* What the task asks: Your task is to write out exactly the lines from the line containing "For each instance of the green leaves, place" through the end of the records, inclusive at both ends.

* Data provided:
● ● ● ●
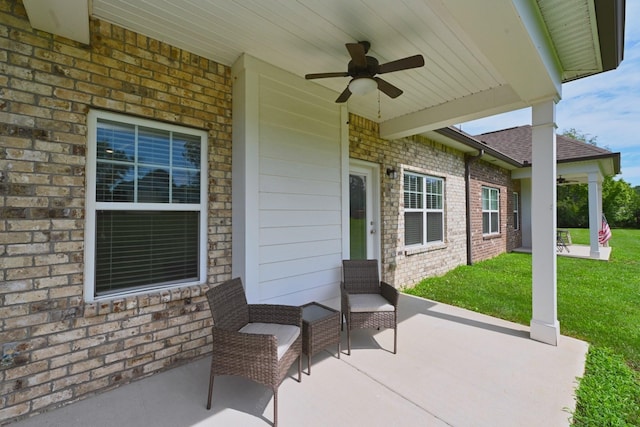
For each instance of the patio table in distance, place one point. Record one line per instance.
(320, 329)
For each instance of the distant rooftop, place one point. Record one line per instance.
(516, 143)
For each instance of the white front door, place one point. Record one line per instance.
(364, 211)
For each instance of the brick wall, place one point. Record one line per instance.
(55, 348)
(400, 267)
(488, 246)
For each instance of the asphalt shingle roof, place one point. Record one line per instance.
(516, 143)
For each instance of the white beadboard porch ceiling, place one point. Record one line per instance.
(482, 57)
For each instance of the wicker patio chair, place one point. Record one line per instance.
(256, 341)
(367, 302)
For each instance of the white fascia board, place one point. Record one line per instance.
(65, 18)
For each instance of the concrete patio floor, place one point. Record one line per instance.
(453, 368)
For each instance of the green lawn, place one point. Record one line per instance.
(598, 302)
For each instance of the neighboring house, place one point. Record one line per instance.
(578, 162)
(134, 173)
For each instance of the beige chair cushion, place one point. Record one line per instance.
(285, 334)
(369, 302)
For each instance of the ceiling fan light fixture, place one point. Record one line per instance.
(362, 85)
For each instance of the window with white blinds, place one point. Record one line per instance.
(146, 205)
(423, 209)
(490, 210)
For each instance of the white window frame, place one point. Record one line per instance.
(92, 206)
(491, 212)
(516, 210)
(425, 211)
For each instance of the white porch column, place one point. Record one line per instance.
(544, 323)
(595, 213)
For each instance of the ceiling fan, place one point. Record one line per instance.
(363, 70)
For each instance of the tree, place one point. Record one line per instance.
(620, 202)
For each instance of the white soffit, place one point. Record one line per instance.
(572, 27)
(66, 18)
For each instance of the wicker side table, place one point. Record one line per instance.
(320, 329)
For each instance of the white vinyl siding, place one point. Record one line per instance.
(299, 196)
(423, 209)
(146, 206)
(490, 210)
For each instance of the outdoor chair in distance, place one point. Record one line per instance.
(366, 301)
(256, 341)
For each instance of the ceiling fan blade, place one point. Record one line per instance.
(326, 75)
(344, 95)
(387, 88)
(358, 54)
(402, 64)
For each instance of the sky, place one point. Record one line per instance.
(605, 106)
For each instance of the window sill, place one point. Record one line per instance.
(491, 236)
(424, 249)
(138, 302)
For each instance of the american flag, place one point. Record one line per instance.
(605, 232)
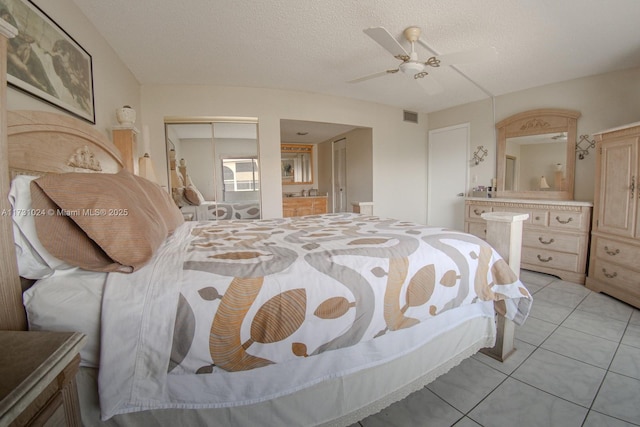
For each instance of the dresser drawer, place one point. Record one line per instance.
(477, 229)
(540, 218)
(476, 211)
(616, 252)
(515, 210)
(620, 277)
(553, 241)
(551, 259)
(566, 220)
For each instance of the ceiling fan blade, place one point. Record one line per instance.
(430, 85)
(373, 76)
(386, 40)
(481, 54)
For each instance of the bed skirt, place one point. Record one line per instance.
(358, 395)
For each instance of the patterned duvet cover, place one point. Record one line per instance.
(227, 299)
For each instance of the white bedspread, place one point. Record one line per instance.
(139, 313)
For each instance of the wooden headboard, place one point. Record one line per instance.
(40, 143)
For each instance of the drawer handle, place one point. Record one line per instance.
(610, 252)
(564, 222)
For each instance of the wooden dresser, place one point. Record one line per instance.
(555, 238)
(614, 266)
(299, 206)
(38, 371)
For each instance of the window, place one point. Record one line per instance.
(240, 174)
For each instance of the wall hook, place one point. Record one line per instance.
(581, 149)
(479, 154)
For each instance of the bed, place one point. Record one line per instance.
(246, 322)
(193, 204)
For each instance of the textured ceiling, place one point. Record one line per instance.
(317, 46)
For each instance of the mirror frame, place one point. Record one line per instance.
(536, 122)
(296, 148)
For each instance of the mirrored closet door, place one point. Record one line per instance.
(214, 167)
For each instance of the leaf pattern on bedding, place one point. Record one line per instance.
(278, 318)
(184, 332)
(421, 287)
(349, 278)
(333, 308)
(450, 278)
(224, 341)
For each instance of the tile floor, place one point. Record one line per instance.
(577, 364)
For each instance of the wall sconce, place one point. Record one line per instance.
(544, 185)
(580, 149)
(479, 154)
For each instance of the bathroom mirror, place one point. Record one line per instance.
(536, 154)
(296, 161)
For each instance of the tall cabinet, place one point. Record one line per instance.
(614, 266)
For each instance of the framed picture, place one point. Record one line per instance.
(46, 62)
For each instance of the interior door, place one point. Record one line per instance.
(447, 186)
(340, 176)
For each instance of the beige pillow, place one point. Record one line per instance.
(102, 222)
(163, 202)
(193, 195)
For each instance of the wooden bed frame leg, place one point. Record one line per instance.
(504, 233)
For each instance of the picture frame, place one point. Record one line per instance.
(44, 61)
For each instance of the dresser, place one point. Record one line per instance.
(555, 237)
(300, 206)
(614, 266)
(38, 371)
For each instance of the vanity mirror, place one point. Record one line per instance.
(296, 161)
(536, 154)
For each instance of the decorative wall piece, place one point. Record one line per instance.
(583, 146)
(46, 62)
(479, 154)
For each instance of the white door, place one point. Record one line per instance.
(340, 176)
(448, 168)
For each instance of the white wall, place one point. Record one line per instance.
(114, 85)
(605, 101)
(396, 145)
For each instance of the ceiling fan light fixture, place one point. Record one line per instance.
(412, 67)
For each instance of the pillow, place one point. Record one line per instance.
(34, 261)
(193, 196)
(103, 222)
(69, 301)
(163, 202)
(178, 197)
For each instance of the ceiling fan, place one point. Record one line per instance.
(410, 64)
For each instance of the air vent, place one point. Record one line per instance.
(410, 116)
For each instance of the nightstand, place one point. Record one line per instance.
(38, 371)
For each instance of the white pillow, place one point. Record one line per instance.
(34, 261)
(69, 301)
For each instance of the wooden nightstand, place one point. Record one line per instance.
(38, 372)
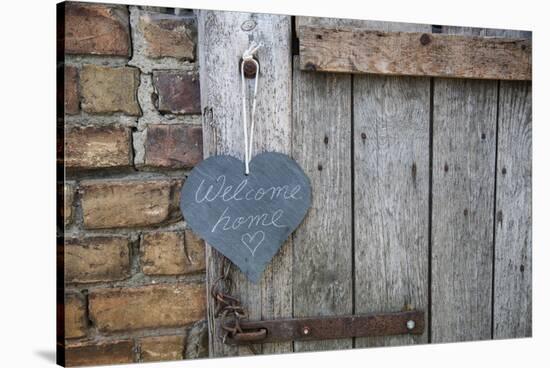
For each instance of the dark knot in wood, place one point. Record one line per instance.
(425, 39)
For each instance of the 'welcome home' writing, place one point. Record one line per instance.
(220, 191)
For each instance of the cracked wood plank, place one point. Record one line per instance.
(358, 50)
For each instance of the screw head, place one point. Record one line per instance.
(248, 25)
(250, 69)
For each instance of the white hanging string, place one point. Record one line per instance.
(248, 55)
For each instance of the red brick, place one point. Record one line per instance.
(152, 306)
(106, 90)
(75, 316)
(97, 29)
(171, 253)
(178, 92)
(69, 191)
(71, 91)
(159, 348)
(173, 146)
(120, 203)
(98, 147)
(99, 353)
(168, 35)
(98, 258)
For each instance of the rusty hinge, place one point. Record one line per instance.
(321, 328)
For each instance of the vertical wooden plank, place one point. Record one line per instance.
(223, 37)
(464, 143)
(392, 175)
(391, 164)
(322, 243)
(513, 275)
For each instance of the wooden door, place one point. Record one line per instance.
(421, 187)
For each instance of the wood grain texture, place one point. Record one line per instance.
(221, 44)
(322, 269)
(391, 153)
(513, 266)
(464, 144)
(358, 50)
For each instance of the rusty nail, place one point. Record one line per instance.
(425, 39)
(249, 69)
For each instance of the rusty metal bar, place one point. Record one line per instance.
(321, 328)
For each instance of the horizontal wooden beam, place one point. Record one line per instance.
(353, 50)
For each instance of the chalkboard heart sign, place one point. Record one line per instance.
(246, 217)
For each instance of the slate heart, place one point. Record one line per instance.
(246, 217)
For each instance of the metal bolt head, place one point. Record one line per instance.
(250, 69)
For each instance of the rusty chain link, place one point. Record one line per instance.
(230, 311)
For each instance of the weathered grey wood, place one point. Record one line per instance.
(322, 269)
(391, 145)
(302, 22)
(391, 164)
(222, 41)
(513, 272)
(464, 144)
(357, 50)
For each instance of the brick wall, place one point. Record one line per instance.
(133, 272)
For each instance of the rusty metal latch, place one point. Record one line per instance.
(321, 328)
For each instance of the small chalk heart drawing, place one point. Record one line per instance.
(249, 240)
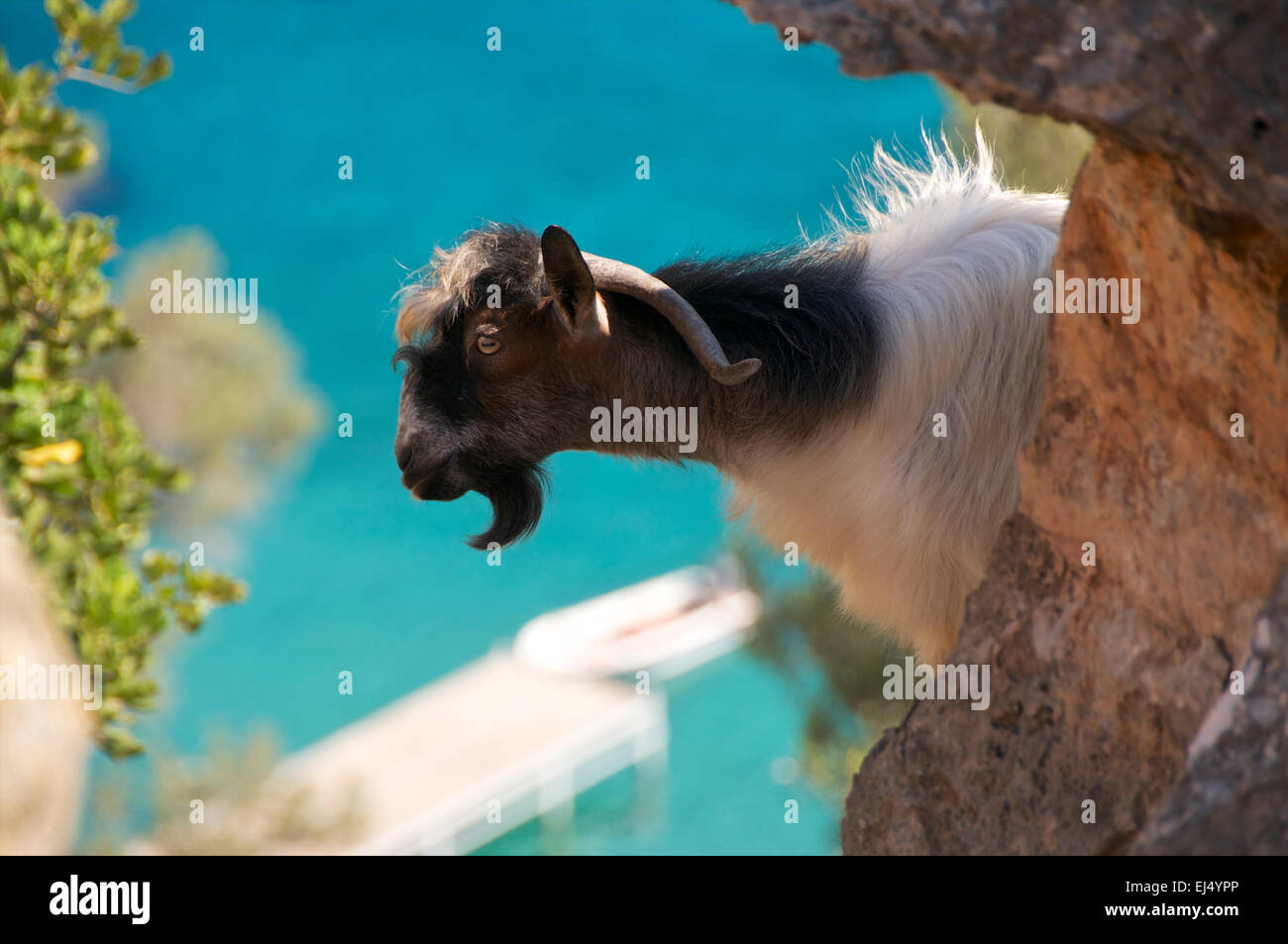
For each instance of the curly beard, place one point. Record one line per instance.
(516, 493)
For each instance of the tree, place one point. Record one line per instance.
(73, 467)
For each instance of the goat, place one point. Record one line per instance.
(876, 423)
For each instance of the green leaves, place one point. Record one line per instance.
(73, 467)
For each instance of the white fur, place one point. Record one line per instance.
(905, 520)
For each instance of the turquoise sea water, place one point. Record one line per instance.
(346, 571)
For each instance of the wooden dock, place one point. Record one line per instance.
(475, 755)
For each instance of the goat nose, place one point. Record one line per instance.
(403, 452)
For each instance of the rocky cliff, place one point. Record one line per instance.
(1163, 443)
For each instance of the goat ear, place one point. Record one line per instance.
(567, 274)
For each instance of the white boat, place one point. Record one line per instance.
(666, 626)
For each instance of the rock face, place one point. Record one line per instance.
(1103, 674)
(1233, 797)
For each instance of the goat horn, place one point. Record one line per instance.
(619, 277)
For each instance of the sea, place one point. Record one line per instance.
● ● ● ●
* Exercise solution:
For each instance of the green leaves, place one point. Record one line per instance.
(73, 467)
For each instance of the white fur, place one point. Record one line per instance.
(905, 520)
For each instance of the turquoise sea water, place one point. Record one line per instance.
(346, 571)
For each instance of the wooden dock, place one point. Record one line per instance.
(475, 755)
For each instance of the goat nose, place one point. Record one line per instance.
(403, 452)
For each instance of the rocky cliff, place one point. Record one line per instance.
(1163, 443)
For each instance of the goat ear, place one point. Record one line per instance.
(567, 274)
For each instance of the white boat, place one point. Record one line per instance.
(666, 626)
For each instance of the rock face, place one point. Record one line per instance.
(1103, 674)
(1233, 797)
For each instance of the goat horn, place one point. Record one line per instance.
(619, 277)
For each instance of the sea, place one point. Record one line per instance.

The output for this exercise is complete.